My paper in 1997 printed in Early Italian Paintings: Techniques and Analysis suggested this idea and proposed that stationary and mobile fractions were present in paintings. After several years of research two of my graduate students and I presented what we knew about oil paint structure, metal soaps and reactivity of free fatty acids with some pigments at the AIC symposium in Portland in 2006.
Below the full text that is also printed in Volume 19 of the Postprints of the Paintings Group. It can be downloaded from www.amolf.nl/pubications:
Jaap J. Boon, Frank Hoogland and Katrien Keune, Chemical processes in aged oil paints affecting metal soap migration and aggregation In: AIC paintings specialty group postprints : papers pres. at the 34th annual meeting of the AIC of Historic & Artistic Works providence, Rhode Island, June 16-19, 2006 /ed. H. Mar Parkin. – Washington: AIC, 2007. – pp. 16-23 (AIC PSG Postprints; volume 19).

DATA

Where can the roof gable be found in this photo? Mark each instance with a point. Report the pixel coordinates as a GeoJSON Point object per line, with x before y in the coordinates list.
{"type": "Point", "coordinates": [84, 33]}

REQUIRED WORK
#1 Summarize the oil paint passage in two sentences.
#2 Answer these questions from the oil paint passage, one per line:
(a) In what year was the paper in Early Italian Paintings: Techniques and Analysis printed?
(b) In which volume of the Postprints of the Paintings Group is the full text also printed?
(c) What page range is given for the full text?
#3 Revise the stretch of the oil paint passage from "Below the full" through "Postprints; volume 19).", replacing "Paintings Group" with "Paintings Specialty Group".
The listing isn't needed for anything here.

LIST OF SOLUTIONS
#1 A 1997 paper printed in Early Italian Paintings: Techniques and Analysis proposed that stationary and mobile fractions were present in paintings. After several years of research, the author and two graduate students presented their findings on oil paint structure, metal soaps and the reactivity of free fatty acids with some pigments at a 2006 AIC symposium, and the full text is printed in Volume 19 of the Postprints of the Paintings Group.

#2
(a) 1997
(b) Volume 19
(c) Pages 16-23

#3
Below the full text that is also printed in Volume 19 of the Postprints of the Paintings Specialty Group. It can be downloaded from www.amolf.nl/pubications:
Jaap J. Boon, Frank Hoogland and Katrien Keune, Chemical processes in aged oil paints affecting metal soap migration and aggregation In: AIC paintings specialty group postprints : papers pres. at the 34th annual meeting of the AIC of Historic & Artistic Works providence, Rhode Island, June 16-19, 2006 /ed. H. Mar Parkin. – Washington: AIC, 2007. – pp. 16-23 (AIC PSG Postprints; volume 19).